• _Task details_:
Count the lines in the entries below that contain the string "snowy", with case counting, and give only the number.

• _Input records_:
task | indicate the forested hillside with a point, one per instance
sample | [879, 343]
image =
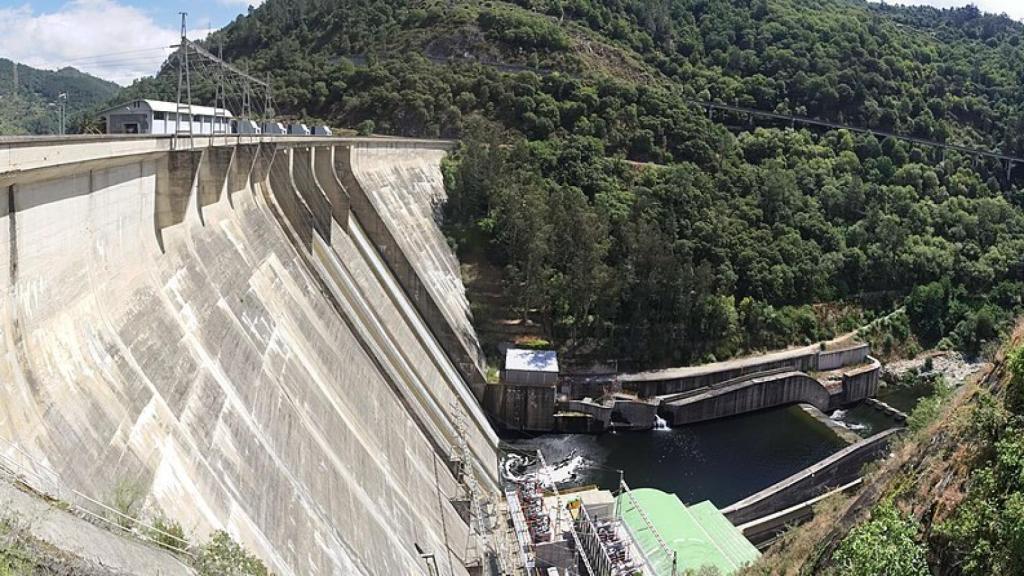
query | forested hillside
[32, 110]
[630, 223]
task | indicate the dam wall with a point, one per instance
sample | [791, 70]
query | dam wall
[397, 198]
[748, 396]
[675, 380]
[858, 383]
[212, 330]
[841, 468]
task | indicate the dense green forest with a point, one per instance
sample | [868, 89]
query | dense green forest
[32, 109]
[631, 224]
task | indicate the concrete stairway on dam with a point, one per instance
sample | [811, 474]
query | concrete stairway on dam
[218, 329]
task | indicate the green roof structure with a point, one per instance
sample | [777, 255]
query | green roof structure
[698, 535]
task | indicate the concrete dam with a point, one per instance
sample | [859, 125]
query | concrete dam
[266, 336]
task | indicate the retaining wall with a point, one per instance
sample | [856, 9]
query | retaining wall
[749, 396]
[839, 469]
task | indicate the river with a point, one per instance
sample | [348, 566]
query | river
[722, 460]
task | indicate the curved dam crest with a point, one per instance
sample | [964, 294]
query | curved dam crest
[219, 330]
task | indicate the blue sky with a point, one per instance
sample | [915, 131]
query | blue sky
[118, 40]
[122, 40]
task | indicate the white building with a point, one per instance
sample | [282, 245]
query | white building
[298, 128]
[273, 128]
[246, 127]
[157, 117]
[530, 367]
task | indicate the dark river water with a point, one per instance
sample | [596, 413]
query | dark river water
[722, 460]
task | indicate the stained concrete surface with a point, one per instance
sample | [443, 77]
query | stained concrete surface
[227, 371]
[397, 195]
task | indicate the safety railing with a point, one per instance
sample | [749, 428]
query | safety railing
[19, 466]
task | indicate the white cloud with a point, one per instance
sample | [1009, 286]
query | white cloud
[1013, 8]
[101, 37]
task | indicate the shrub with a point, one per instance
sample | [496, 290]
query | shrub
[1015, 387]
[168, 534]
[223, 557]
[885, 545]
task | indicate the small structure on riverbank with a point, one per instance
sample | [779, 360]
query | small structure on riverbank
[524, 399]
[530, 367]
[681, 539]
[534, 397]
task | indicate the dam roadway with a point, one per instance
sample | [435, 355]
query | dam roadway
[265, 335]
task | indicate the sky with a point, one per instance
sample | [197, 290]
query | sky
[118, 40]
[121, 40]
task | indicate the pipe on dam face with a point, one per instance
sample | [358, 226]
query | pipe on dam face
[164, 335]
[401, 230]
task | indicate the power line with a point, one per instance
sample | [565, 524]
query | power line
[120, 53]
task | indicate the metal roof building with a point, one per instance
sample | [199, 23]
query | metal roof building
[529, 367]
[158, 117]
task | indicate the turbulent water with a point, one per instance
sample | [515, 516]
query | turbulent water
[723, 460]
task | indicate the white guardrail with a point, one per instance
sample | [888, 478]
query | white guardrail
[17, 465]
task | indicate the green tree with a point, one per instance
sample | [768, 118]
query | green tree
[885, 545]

---

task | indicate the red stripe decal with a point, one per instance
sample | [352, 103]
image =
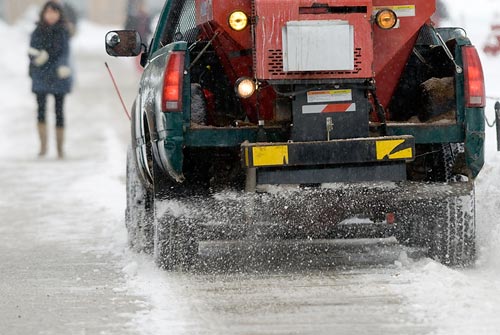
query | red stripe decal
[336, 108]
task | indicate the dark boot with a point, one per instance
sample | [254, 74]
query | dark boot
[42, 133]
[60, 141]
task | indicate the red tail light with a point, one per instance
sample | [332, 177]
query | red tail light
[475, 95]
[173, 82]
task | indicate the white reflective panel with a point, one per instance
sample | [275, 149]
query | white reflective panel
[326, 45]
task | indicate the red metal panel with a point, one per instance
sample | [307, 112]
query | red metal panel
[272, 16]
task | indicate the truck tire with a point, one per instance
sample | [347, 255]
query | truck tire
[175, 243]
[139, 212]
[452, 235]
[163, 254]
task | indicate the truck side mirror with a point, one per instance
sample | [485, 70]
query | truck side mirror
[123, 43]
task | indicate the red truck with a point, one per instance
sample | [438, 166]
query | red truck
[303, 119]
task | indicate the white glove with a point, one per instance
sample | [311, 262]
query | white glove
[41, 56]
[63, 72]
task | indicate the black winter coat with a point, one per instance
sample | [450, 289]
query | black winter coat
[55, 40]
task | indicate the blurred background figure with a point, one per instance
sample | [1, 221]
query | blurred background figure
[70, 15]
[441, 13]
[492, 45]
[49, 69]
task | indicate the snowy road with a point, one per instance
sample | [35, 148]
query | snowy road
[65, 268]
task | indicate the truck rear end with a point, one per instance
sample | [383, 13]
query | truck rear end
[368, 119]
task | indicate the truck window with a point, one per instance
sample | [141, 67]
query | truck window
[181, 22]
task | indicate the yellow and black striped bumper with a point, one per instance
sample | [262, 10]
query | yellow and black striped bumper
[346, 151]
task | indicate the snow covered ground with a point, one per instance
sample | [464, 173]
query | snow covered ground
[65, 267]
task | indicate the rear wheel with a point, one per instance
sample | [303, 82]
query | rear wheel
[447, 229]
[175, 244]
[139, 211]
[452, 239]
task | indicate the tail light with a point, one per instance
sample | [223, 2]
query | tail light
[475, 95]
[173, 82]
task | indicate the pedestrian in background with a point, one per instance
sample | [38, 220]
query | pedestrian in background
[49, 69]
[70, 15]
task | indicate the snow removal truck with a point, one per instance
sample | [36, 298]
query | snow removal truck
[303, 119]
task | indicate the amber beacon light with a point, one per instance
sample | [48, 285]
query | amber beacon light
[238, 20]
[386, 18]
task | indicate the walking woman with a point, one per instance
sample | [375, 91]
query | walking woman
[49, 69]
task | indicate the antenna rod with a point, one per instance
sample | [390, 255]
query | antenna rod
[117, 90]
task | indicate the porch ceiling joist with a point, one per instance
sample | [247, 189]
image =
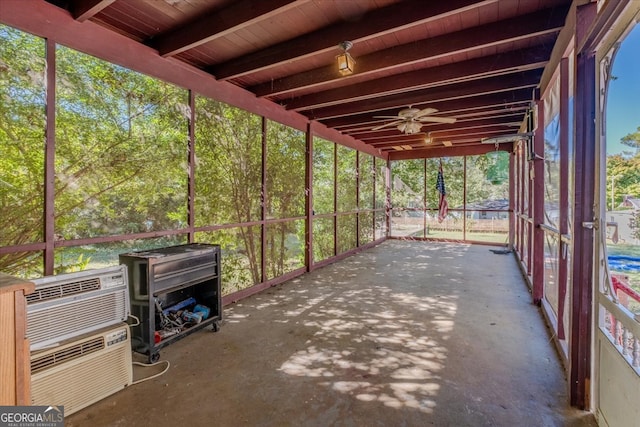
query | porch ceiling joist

--

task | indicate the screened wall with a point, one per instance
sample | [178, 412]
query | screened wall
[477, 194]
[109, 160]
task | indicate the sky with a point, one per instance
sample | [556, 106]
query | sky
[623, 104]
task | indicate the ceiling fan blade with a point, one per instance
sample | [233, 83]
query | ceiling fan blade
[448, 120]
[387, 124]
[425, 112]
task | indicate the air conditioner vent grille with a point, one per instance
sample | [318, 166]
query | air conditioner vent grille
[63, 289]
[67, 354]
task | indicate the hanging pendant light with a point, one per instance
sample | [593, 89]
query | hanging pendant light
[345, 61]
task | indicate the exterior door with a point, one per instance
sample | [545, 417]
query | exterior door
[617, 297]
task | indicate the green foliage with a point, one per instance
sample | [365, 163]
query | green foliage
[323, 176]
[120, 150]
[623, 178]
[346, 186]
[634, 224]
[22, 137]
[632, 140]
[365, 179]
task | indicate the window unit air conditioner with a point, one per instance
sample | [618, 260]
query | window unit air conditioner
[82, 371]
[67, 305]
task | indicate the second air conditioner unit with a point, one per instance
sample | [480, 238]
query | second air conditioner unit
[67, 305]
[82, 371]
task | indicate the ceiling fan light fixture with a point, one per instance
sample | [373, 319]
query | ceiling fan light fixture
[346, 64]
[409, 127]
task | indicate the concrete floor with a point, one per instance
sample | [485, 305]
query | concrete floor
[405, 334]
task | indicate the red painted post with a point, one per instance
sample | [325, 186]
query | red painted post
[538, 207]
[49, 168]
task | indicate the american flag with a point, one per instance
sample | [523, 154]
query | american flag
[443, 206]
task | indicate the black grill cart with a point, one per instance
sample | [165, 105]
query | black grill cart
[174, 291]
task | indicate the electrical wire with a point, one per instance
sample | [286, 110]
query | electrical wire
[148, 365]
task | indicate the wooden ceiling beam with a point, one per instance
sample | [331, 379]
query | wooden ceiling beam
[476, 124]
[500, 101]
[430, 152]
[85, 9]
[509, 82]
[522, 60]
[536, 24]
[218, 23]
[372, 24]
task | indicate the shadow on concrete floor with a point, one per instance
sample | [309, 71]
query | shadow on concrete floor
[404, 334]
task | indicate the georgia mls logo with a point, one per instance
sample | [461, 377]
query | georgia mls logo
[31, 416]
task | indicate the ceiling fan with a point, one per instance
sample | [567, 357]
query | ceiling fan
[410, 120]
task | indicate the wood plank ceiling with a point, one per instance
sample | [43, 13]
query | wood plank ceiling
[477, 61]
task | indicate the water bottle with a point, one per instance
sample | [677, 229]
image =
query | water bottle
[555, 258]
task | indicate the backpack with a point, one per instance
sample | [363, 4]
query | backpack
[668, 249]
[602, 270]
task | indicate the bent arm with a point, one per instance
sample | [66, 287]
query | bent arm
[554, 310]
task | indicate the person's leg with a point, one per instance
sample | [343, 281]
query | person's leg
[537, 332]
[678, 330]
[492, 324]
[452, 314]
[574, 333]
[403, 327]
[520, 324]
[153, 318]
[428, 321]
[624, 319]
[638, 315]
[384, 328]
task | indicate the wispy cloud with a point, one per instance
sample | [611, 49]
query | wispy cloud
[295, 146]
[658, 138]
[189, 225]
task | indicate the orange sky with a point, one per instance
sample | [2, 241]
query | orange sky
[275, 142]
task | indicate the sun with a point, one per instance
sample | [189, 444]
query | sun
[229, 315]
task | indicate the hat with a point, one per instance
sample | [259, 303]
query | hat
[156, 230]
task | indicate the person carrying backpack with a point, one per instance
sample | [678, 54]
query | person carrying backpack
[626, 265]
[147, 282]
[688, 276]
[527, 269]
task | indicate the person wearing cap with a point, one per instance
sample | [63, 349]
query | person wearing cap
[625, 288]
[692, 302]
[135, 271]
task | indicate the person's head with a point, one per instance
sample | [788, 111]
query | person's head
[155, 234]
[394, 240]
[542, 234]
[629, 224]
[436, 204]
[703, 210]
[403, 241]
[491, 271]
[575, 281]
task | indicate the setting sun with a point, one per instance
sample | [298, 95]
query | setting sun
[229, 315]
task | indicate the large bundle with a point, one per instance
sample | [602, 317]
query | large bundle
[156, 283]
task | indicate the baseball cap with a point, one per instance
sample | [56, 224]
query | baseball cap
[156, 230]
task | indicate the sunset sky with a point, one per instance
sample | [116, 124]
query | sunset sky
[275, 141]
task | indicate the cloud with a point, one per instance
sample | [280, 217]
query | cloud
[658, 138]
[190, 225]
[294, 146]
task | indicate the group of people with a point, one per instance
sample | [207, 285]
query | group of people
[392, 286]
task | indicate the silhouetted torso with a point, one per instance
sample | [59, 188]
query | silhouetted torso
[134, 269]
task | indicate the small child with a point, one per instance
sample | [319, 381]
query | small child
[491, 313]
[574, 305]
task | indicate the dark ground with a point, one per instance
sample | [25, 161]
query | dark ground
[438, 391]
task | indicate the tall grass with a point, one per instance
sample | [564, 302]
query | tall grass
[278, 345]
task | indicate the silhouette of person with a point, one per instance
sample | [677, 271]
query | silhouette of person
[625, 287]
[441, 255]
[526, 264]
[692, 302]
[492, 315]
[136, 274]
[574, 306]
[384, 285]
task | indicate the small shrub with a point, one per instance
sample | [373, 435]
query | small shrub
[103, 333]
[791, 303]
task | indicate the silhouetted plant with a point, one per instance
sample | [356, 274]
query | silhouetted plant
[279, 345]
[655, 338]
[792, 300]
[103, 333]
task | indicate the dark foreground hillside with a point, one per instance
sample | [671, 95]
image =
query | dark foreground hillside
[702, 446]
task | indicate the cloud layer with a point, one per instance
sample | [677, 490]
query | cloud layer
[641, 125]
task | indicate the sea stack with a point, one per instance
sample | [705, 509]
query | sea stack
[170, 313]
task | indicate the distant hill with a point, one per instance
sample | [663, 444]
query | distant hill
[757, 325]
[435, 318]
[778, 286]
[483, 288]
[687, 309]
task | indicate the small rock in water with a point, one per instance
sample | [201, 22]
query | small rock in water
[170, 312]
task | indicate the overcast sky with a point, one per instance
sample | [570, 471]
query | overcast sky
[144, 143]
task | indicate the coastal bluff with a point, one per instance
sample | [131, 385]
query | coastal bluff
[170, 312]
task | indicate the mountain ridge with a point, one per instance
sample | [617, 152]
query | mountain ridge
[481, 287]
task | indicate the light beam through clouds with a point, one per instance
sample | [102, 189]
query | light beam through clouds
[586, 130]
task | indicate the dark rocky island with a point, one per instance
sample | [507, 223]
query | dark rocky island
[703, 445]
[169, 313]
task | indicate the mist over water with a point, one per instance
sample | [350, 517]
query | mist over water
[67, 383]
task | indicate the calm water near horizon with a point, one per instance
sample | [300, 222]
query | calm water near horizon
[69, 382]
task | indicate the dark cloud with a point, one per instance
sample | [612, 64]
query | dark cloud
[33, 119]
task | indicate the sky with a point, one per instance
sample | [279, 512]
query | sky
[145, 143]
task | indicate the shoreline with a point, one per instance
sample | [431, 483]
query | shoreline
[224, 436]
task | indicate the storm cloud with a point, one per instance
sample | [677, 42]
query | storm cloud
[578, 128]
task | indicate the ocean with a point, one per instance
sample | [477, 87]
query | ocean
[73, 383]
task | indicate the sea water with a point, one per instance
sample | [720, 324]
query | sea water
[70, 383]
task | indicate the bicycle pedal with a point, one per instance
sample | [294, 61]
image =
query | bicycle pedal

• _Answer to the exercise_:
2